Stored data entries
━━━

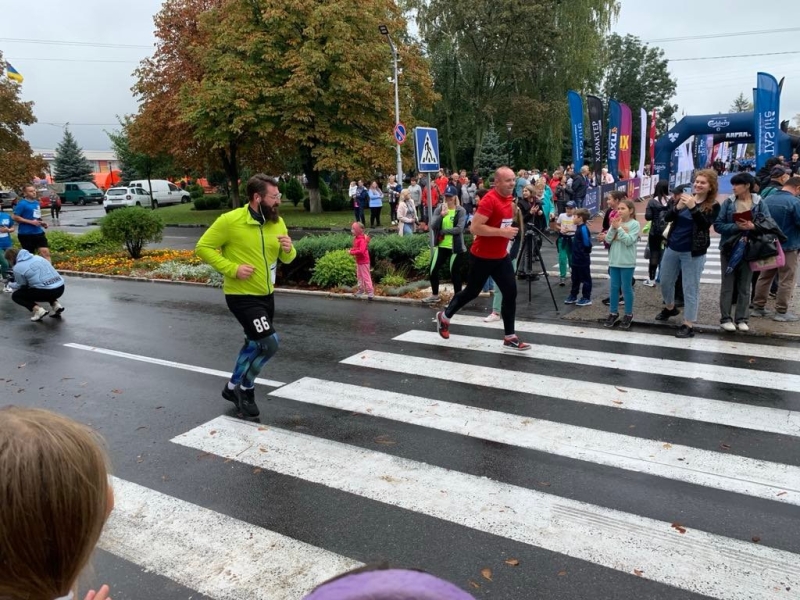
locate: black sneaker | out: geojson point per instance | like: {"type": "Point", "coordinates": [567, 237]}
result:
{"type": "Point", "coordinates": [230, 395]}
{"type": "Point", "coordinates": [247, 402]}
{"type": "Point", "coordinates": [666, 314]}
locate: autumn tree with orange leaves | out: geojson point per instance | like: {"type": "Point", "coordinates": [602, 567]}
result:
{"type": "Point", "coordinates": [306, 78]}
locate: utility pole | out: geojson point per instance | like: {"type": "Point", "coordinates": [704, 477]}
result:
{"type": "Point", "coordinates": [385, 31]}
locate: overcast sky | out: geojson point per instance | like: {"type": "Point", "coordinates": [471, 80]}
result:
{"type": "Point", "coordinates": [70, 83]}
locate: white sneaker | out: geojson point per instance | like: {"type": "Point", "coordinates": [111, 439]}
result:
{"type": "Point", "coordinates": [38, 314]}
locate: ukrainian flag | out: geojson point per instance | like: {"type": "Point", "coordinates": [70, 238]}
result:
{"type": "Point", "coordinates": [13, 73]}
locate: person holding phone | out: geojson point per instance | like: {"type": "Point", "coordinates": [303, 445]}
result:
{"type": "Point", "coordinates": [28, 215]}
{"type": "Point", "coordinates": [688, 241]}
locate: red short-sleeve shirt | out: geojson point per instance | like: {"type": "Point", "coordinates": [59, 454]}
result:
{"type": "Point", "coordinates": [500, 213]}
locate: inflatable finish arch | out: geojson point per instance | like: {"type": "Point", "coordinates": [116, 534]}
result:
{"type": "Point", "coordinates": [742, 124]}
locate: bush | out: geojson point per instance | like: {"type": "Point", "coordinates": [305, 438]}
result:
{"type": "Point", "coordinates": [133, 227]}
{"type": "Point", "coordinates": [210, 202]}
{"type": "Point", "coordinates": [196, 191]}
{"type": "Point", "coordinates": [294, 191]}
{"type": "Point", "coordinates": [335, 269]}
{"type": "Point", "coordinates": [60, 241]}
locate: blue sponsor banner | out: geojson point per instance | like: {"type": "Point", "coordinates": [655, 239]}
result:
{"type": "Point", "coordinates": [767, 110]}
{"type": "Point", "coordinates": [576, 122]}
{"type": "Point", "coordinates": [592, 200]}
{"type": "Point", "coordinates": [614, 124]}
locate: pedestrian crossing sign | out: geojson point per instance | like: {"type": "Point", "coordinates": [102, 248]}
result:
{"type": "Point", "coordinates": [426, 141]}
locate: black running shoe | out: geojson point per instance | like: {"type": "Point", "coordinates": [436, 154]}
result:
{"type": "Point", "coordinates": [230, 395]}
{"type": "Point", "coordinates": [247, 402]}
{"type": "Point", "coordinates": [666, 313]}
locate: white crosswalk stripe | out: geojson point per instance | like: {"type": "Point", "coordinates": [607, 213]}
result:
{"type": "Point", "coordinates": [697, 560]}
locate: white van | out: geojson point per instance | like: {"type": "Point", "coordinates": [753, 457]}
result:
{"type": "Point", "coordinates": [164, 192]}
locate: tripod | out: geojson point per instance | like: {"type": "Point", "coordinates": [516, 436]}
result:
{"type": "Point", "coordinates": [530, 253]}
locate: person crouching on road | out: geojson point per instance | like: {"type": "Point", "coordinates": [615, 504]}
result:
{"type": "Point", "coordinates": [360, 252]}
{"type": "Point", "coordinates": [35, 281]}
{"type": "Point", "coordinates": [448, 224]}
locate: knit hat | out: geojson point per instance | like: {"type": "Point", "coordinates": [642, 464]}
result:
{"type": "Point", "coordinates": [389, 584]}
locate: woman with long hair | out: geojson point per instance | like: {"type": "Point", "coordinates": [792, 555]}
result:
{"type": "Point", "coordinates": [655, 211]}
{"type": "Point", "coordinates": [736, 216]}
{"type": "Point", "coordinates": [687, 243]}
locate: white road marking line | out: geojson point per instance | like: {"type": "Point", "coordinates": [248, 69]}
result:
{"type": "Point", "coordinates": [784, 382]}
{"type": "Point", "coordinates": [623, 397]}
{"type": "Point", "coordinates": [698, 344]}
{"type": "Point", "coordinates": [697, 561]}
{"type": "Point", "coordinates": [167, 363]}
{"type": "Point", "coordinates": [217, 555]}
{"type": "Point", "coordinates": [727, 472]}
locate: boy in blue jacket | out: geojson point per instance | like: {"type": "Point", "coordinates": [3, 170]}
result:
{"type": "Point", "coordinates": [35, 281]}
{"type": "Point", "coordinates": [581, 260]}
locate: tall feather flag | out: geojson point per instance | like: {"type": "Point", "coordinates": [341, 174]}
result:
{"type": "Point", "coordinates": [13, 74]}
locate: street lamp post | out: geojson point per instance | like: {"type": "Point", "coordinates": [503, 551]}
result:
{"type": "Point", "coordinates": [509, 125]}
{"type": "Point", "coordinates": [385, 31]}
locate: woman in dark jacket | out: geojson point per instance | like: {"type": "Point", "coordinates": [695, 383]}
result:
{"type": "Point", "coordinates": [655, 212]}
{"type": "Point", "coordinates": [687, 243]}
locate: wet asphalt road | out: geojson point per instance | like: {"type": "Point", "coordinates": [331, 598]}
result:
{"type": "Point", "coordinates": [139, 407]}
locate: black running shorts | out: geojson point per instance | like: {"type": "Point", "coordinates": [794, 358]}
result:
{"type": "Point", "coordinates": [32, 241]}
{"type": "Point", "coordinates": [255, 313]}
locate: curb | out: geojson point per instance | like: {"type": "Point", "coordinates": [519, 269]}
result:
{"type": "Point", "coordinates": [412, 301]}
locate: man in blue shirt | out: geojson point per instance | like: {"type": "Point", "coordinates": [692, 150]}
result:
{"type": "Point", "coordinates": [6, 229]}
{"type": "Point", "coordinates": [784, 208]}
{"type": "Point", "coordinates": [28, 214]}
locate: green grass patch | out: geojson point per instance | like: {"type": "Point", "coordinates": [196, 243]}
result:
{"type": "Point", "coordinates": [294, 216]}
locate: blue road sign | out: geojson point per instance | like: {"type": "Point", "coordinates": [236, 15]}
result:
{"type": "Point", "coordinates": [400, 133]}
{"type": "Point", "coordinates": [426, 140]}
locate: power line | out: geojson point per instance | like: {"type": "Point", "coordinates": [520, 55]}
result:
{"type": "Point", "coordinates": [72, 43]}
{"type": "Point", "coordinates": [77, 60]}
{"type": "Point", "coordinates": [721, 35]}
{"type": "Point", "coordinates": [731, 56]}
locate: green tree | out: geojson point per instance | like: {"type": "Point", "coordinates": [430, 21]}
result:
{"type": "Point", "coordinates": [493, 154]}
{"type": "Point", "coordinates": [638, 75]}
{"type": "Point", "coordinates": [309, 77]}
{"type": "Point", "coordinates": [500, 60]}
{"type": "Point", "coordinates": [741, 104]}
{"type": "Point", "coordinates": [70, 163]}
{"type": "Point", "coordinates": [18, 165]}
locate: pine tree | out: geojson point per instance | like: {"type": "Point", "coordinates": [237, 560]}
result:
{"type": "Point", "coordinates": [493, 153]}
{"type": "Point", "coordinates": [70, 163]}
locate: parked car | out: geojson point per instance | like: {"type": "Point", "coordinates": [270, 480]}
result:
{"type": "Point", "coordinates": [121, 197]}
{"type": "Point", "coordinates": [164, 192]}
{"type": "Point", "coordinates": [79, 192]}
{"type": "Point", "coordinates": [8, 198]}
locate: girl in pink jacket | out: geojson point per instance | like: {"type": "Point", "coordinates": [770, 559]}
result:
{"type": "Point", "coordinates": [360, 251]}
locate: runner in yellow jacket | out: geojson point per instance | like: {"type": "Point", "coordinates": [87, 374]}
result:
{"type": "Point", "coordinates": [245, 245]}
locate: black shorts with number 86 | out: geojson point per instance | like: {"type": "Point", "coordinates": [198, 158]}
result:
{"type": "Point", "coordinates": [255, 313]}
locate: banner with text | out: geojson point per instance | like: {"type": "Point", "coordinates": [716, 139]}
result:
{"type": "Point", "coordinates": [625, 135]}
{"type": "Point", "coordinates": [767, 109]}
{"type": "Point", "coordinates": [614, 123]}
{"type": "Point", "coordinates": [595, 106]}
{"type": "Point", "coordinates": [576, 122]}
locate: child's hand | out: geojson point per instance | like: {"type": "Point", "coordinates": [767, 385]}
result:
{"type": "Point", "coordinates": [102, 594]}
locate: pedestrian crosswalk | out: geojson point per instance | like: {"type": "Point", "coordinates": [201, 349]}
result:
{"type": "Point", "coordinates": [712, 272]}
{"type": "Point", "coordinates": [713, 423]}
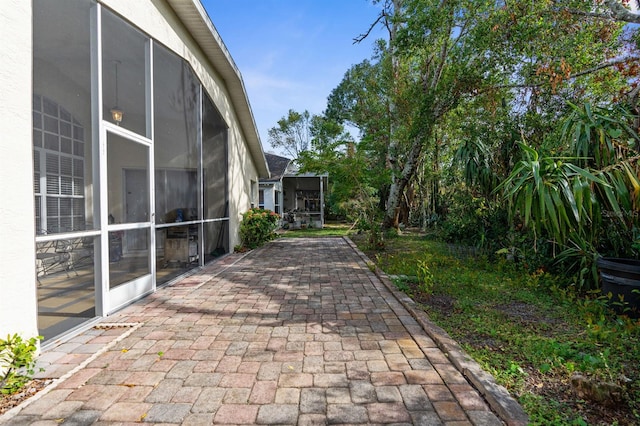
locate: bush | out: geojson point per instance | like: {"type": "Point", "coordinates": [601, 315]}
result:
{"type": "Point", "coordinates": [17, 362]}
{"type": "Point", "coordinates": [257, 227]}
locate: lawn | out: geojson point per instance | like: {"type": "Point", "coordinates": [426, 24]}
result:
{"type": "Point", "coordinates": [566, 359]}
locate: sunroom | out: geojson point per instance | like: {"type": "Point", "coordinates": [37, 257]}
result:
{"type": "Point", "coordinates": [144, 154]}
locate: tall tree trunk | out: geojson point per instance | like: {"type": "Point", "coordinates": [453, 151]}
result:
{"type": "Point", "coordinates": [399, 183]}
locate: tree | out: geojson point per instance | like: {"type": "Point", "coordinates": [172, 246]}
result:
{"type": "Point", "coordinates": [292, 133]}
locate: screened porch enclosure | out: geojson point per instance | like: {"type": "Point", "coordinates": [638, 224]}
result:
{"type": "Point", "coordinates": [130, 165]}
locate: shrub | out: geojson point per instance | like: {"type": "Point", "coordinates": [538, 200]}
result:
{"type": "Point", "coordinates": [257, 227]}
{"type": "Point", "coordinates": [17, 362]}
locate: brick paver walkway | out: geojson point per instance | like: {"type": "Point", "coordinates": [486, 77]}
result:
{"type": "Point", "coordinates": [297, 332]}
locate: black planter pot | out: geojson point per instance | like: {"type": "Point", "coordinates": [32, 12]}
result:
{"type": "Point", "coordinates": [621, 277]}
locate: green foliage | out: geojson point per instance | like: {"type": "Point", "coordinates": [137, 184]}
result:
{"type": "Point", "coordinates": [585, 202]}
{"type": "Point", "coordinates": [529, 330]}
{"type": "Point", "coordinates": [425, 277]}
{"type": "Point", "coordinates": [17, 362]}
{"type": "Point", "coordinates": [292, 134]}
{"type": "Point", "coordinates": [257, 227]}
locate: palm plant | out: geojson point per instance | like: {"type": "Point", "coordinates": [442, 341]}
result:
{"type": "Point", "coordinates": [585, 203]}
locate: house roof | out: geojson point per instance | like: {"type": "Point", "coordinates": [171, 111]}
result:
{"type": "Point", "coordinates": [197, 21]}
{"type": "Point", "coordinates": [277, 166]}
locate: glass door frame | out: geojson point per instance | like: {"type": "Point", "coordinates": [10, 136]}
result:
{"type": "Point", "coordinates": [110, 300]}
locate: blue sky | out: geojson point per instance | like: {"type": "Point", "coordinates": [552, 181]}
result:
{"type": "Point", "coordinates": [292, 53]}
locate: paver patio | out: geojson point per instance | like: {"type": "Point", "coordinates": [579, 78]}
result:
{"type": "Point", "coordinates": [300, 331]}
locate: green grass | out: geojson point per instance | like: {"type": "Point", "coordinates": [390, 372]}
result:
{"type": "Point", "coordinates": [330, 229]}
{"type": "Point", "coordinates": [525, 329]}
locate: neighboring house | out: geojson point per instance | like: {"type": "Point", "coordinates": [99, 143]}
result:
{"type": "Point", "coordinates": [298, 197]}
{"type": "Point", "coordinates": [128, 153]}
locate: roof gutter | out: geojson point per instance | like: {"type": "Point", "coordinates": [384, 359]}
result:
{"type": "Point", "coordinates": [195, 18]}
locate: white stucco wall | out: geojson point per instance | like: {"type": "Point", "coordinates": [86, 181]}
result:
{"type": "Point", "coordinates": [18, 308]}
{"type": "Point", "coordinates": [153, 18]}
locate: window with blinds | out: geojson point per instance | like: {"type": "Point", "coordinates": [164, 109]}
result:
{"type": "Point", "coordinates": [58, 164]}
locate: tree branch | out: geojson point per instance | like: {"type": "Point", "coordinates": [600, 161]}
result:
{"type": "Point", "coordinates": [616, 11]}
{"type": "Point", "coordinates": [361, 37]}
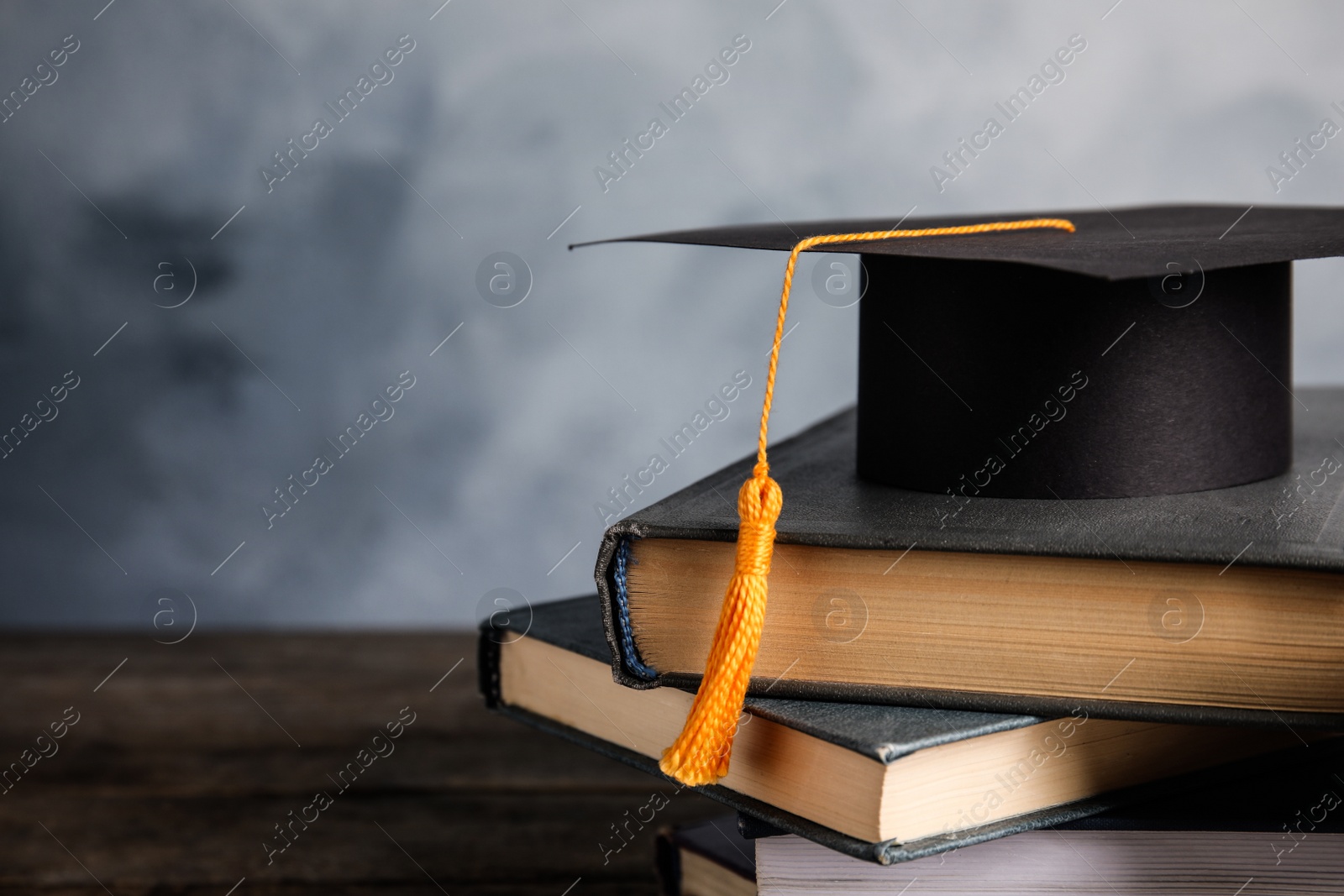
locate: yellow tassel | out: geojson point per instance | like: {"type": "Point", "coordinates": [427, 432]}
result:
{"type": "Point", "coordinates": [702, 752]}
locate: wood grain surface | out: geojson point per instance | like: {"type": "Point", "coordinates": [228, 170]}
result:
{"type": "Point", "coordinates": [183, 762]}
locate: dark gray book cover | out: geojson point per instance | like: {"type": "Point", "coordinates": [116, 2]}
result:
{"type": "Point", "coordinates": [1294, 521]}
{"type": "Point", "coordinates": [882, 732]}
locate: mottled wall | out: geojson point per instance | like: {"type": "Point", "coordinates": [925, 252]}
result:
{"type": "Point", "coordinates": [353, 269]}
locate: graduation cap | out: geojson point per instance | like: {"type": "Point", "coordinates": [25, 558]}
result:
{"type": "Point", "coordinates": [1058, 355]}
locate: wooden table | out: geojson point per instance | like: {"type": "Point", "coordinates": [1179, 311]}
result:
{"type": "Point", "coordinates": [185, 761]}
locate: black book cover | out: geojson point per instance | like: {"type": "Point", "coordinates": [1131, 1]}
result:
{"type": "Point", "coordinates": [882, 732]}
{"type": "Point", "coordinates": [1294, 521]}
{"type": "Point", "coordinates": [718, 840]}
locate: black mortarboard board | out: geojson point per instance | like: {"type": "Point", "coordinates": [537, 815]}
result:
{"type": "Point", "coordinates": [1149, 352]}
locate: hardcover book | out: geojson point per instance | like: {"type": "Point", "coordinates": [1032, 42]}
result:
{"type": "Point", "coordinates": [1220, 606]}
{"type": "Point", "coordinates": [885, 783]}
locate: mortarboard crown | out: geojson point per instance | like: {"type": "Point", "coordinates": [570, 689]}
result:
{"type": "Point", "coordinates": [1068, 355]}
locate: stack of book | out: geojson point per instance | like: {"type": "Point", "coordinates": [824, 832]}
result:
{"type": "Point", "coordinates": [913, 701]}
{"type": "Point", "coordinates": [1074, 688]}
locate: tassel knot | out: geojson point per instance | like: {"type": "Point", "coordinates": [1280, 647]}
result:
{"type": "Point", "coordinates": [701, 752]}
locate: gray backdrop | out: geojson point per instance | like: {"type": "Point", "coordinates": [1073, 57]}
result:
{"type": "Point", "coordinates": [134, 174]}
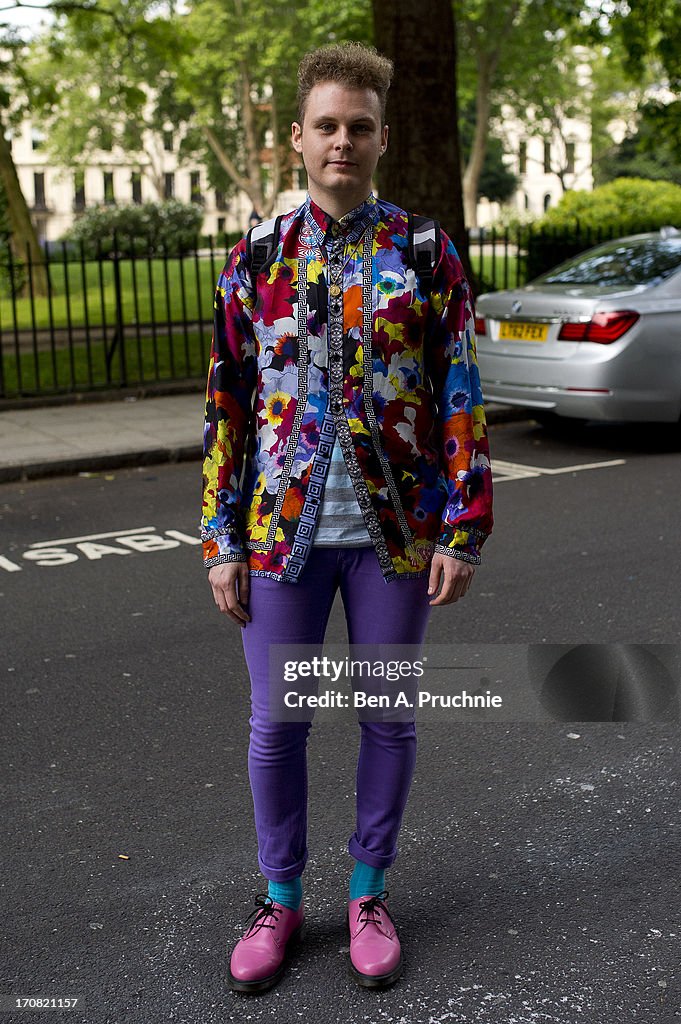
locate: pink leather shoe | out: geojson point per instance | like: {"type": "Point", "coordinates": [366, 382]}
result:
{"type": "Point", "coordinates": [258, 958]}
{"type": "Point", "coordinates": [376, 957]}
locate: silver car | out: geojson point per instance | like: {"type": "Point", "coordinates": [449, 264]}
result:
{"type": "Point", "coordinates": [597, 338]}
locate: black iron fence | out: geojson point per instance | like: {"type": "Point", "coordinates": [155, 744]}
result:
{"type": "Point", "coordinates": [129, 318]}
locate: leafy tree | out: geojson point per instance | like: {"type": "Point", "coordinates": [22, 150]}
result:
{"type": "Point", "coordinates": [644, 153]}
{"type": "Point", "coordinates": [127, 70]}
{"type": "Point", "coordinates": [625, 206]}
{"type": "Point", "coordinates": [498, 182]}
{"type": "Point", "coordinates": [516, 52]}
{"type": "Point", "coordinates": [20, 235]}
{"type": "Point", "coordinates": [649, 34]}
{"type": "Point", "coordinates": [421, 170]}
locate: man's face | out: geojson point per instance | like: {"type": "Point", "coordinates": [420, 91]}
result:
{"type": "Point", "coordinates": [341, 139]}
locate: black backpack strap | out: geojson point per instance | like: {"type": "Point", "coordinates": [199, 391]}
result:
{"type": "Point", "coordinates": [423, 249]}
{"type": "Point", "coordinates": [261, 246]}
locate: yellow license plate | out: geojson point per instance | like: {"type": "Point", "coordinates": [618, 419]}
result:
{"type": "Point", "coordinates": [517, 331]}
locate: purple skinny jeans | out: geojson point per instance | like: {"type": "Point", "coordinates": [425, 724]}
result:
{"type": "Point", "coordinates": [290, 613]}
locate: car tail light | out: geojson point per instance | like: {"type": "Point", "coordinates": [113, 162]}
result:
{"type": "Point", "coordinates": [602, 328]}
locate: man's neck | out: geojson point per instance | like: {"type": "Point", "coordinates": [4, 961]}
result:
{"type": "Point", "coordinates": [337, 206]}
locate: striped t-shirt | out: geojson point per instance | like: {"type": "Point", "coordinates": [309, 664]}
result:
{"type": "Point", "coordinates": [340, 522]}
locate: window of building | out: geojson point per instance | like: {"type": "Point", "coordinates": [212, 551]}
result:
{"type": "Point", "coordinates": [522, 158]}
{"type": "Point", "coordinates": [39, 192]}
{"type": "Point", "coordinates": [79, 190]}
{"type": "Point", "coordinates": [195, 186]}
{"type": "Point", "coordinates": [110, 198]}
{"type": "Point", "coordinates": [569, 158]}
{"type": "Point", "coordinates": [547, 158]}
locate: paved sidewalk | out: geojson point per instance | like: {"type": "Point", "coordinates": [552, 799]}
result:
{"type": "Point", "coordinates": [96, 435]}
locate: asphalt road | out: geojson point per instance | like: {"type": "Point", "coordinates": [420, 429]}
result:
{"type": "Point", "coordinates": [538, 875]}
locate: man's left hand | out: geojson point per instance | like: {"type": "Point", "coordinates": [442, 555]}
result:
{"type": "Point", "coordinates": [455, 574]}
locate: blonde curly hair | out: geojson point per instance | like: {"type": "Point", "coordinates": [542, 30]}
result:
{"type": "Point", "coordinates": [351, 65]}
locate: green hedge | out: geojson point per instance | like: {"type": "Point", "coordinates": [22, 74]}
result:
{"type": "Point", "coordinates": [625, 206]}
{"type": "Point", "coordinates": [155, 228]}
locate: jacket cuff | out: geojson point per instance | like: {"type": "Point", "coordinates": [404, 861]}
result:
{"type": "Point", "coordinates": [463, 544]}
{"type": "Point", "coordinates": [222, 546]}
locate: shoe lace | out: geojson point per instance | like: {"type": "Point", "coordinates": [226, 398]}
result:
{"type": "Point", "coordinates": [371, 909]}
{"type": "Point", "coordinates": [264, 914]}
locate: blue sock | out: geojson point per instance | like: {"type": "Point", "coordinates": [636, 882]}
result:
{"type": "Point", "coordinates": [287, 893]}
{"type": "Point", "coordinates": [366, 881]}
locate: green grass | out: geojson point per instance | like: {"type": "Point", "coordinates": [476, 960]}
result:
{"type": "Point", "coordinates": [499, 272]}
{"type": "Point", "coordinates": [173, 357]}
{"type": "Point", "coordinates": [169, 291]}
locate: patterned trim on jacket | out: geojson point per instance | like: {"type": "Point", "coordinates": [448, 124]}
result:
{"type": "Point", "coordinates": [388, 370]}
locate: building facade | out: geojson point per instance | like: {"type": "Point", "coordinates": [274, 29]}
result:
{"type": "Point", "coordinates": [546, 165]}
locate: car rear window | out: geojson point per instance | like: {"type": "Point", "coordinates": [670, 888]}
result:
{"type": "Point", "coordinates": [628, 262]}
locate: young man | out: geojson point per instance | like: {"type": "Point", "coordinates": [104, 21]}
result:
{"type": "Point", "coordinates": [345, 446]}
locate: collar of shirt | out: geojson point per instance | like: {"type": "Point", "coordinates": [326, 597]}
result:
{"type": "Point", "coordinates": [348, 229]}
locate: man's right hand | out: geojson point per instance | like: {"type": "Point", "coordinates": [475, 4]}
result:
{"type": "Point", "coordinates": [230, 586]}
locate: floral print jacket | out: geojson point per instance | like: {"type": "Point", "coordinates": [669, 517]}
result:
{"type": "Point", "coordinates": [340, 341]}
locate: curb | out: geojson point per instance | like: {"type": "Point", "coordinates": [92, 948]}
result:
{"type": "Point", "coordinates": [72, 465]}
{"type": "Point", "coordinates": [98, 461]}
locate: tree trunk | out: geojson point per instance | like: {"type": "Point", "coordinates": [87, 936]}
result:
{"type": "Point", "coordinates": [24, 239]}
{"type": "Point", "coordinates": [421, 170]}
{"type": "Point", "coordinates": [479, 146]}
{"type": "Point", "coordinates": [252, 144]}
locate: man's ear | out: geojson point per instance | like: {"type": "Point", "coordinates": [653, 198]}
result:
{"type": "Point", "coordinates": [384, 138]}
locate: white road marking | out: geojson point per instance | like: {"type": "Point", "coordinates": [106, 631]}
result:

━━━

Exercise task: Each line from the one containing "locate: tree trunk" to the end of the listing above should be copied exactly, and nothing else.

Right answer:
locate: tree trunk | out: geojson point per instance | like: {"type": "Point", "coordinates": [87, 936]}
result:
{"type": "Point", "coordinates": [24, 239]}
{"type": "Point", "coordinates": [421, 170]}
{"type": "Point", "coordinates": [479, 146]}
{"type": "Point", "coordinates": [252, 144]}
locate: man's ear | out: geojson point per instance | like: {"type": "Point", "coordinates": [653, 198]}
result:
{"type": "Point", "coordinates": [384, 138]}
locate: white road marking | out: geojson point per instance | like: {"type": "Point", "coordinates": [106, 631]}
result:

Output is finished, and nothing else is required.